-------- Records shown
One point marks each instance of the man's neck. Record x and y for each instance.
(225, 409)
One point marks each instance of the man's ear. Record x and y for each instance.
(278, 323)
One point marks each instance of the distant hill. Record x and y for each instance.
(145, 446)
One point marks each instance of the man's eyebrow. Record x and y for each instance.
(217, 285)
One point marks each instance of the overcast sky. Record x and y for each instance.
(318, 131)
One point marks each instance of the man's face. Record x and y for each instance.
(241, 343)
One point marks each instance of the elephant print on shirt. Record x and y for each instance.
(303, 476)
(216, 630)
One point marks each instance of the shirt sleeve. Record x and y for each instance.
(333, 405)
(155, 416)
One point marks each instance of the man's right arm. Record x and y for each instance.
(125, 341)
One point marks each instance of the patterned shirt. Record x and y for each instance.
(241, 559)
----------------
All of the lines above must be returned exactly.

## Answer to this problem
One point marks each instance of the man's neck. Record x and y for each instance.
(225, 409)
One point marks each instance of the man's ear. Record x and y for each instance.
(278, 323)
One point marks each instance of the distant hill. Record x and y for each instance.
(145, 446)
One point marks each instance of the man's eyebrow. Record x and y for each instance.
(217, 285)
One point marks each instance of the overcast sky. Record x and y for each instance.
(318, 131)
One point marks each instance of the man's face. Record x and y for each instance.
(241, 343)
One point marks each instance of the elephant print on shirt. Record x and y for each instance.
(303, 476)
(216, 630)
One point marks each instance of the shirt sleeve. Record x and y for each instance.
(333, 405)
(155, 416)
One point marks each instance of the man's right arm. Record x and y for each instance.
(125, 341)
One point marks each instance of the patterned shirt. Record x and y for each instance.
(241, 559)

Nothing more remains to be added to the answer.